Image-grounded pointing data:
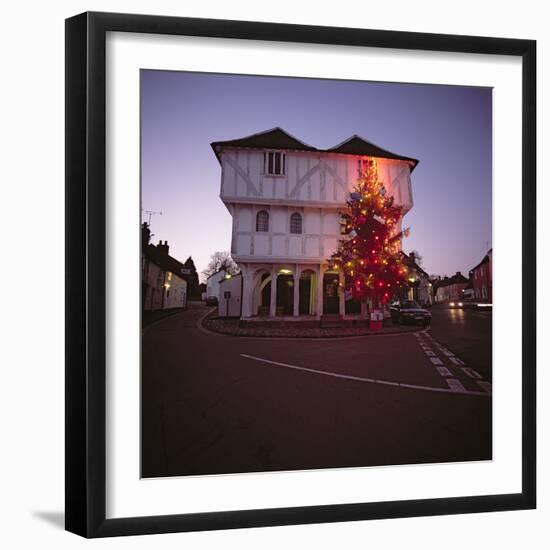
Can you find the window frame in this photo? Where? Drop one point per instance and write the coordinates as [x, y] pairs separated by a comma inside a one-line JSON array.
[[293, 215]]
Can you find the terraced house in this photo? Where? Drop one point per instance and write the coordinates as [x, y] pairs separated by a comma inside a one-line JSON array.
[[285, 197]]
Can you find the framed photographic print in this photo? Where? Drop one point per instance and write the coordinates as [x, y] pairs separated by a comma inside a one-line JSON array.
[[294, 294]]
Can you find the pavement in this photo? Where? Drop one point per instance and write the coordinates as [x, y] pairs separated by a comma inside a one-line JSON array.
[[213, 403]]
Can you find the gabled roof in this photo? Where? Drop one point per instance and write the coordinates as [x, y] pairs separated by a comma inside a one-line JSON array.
[[484, 261], [356, 145], [277, 138]]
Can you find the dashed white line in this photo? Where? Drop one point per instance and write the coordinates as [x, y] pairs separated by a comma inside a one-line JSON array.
[[444, 371], [367, 380], [485, 385]]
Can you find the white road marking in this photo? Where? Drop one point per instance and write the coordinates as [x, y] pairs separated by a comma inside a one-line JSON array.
[[486, 386], [362, 379], [444, 371], [471, 373], [455, 385]]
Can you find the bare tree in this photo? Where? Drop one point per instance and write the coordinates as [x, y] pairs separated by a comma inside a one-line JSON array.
[[219, 261]]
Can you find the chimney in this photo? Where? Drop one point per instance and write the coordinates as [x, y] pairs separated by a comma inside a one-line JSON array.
[[164, 248], [145, 235]]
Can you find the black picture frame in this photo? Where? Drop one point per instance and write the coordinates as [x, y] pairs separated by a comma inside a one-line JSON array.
[[86, 262]]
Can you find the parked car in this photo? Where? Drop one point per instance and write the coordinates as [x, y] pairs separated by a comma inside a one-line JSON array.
[[469, 303], [409, 311]]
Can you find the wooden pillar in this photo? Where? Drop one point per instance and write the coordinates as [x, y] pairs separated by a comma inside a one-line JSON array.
[[296, 303], [273, 302], [248, 292]]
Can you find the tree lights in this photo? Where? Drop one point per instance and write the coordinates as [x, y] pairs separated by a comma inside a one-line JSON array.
[[369, 254]]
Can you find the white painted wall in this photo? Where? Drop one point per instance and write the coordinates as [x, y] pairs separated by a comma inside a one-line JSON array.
[[35, 513], [213, 284]]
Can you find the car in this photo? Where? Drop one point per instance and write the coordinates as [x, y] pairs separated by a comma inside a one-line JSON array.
[[469, 303], [409, 311]]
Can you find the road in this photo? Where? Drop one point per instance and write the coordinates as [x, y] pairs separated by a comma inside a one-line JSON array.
[[220, 404]]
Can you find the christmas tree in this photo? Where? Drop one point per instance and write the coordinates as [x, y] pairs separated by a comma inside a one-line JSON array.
[[369, 255]]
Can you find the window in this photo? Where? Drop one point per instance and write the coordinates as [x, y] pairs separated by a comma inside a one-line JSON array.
[[262, 221], [296, 223], [274, 163]]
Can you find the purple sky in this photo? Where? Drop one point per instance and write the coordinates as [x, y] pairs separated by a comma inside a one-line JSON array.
[[447, 127]]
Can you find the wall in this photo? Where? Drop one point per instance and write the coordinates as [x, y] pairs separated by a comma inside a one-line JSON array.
[[230, 307], [313, 177], [32, 389]]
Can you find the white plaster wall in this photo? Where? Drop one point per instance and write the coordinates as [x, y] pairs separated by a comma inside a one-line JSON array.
[[315, 184]]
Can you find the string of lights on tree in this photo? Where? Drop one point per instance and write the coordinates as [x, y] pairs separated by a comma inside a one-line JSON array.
[[370, 255]]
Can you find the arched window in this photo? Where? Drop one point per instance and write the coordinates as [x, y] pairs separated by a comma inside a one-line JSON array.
[[262, 221], [296, 223]]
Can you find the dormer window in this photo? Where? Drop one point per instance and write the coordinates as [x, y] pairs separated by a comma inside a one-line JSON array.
[[262, 221], [274, 163]]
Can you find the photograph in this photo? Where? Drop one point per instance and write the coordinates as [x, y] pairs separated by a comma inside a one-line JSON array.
[[316, 273]]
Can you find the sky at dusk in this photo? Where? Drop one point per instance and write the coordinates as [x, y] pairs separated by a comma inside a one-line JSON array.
[[448, 128]]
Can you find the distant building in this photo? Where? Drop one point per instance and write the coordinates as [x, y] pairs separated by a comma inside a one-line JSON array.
[[285, 198], [229, 304], [469, 293], [163, 285], [190, 274], [481, 277], [450, 289]]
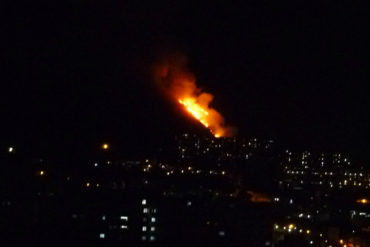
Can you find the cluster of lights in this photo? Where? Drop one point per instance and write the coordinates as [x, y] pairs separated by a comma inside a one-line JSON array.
[[169, 170]]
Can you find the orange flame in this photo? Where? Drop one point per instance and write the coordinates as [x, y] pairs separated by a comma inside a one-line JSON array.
[[180, 85]]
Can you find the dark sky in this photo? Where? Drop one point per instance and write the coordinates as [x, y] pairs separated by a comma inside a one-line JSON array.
[[76, 73]]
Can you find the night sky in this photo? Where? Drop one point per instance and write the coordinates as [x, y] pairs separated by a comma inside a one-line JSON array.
[[76, 73]]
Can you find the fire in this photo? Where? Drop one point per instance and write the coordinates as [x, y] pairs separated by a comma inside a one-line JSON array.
[[180, 85]]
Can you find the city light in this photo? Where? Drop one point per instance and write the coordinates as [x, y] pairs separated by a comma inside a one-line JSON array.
[[105, 146], [362, 201]]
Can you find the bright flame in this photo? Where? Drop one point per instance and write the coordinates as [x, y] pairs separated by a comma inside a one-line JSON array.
[[174, 80]]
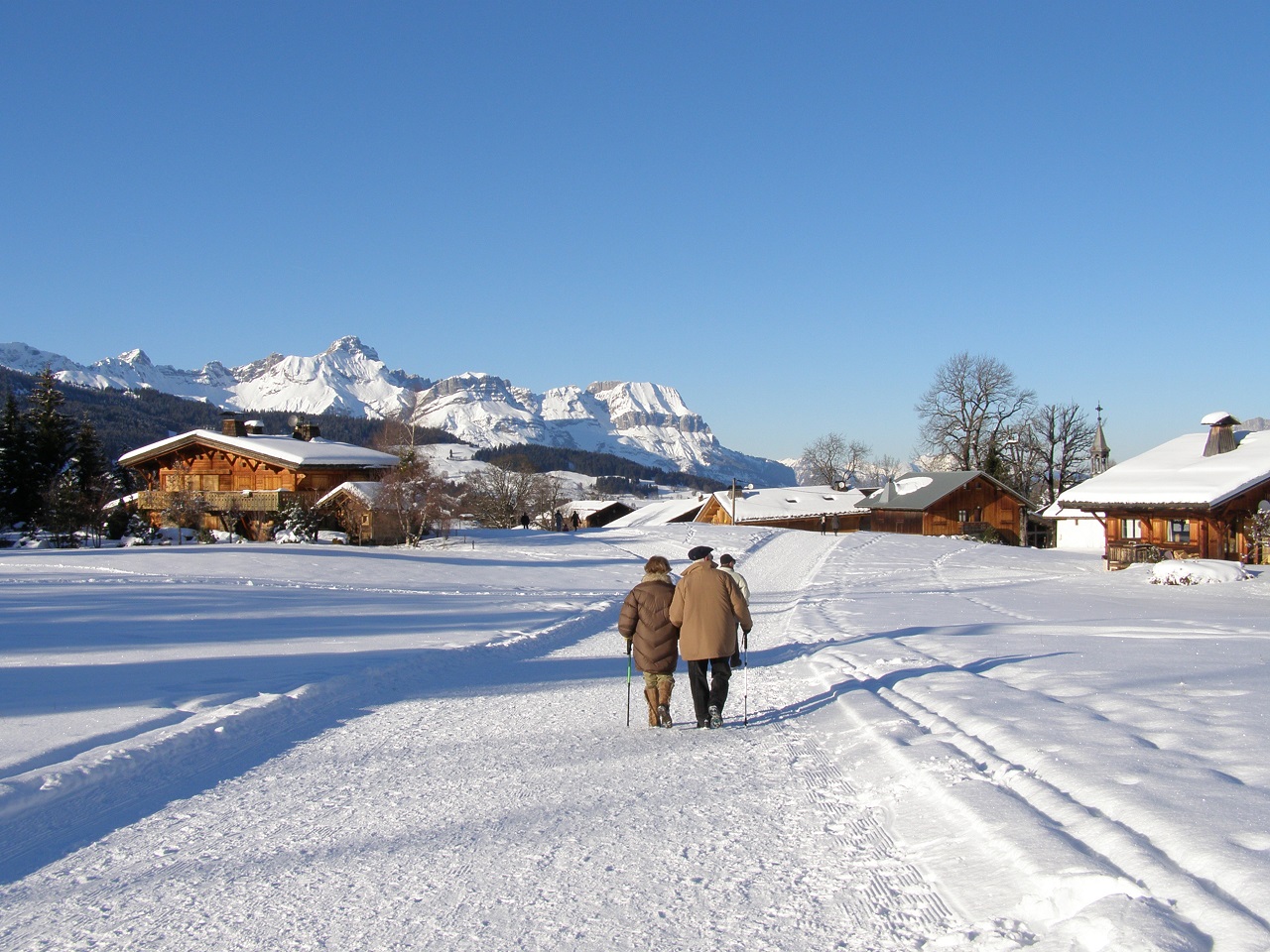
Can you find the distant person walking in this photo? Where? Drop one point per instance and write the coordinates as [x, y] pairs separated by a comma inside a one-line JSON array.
[[728, 565], [707, 607], [645, 624]]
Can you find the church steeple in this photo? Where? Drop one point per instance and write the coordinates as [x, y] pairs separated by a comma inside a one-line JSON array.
[[1098, 453]]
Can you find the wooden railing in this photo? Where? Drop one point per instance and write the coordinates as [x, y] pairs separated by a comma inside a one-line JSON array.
[[270, 500], [1121, 555]]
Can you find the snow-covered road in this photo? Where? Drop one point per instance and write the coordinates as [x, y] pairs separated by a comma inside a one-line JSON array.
[[951, 747]]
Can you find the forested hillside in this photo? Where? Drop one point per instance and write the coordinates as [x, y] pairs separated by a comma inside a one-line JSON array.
[[549, 458]]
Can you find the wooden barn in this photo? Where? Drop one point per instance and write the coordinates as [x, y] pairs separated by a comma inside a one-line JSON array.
[[1193, 497], [240, 479], [354, 508], [968, 503], [808, 508], [593, 513]]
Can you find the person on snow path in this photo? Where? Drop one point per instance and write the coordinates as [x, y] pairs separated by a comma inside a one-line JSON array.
[[707, 607], [648, 630], [726, 563]]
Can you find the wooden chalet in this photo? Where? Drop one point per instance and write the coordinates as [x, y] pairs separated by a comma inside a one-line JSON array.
[[241, 477], [1192, 497], [807, 508], [969, 503]]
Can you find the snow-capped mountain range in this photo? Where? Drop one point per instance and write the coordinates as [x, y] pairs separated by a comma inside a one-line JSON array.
[[647, 422]]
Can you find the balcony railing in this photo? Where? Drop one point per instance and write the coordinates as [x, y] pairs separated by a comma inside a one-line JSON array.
[[255, 500]]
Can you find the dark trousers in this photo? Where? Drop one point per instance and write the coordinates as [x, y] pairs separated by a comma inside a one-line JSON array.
[[712, 692]]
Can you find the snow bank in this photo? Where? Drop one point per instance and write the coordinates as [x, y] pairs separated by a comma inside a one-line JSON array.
[[1196, 571]]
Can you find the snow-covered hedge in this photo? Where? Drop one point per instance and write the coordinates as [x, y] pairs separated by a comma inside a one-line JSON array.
[[1196, 571]]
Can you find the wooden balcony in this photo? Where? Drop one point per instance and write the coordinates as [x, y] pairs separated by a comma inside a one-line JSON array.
[[246, 502]]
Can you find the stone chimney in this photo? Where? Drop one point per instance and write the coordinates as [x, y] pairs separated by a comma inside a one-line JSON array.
[[1220, 433], [232, 425]]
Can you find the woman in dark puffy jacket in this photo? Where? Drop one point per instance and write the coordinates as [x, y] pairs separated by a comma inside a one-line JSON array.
[[645, 625]]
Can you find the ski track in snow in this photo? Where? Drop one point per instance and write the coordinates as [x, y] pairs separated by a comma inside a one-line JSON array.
[[435, 826], [1082, 806]]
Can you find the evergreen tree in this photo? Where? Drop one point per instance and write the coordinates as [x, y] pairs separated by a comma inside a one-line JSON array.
[[51, 436], [17, 488], [91, 479]]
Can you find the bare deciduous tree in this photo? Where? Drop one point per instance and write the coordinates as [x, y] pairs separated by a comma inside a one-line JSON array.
[[1060, 436], [497, 495], [413, 497], [832, 457], [969, 408], [875, 472]]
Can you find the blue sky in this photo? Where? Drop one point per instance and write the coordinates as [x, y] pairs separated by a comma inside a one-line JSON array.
[[792, 212]]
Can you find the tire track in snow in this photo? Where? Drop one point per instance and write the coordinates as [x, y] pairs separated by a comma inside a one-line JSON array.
[[1120, 846], [884, 887]]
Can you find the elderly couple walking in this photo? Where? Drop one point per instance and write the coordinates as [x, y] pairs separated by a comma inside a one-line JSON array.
[[697, 619]]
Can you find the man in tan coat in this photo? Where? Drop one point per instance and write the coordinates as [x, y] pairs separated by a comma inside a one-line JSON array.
[[707, 607]]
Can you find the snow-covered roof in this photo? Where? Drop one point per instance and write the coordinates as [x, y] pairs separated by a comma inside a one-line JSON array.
[[792, 502], [921, 490], [659, 513], [284, 451], [1179, 474], [1056, 511], [588, 507], [366, 492]]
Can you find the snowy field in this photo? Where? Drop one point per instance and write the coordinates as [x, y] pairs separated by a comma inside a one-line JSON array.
[[951, 747]]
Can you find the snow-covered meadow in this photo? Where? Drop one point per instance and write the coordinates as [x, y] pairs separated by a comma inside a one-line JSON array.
[[951, 746]]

What to do => Your answer must be the line with "Can you find the snow-covered meadow" and all lines after it through the final line of the entries, copied exactly and with nothing added.

Response area =>
Can you find the snow-covered meadow in this photo? Where? Drop one point per instance and write the coordinates as [x, y] pairs separated by a comma inside a one-line JSON array.
[[951, 746]]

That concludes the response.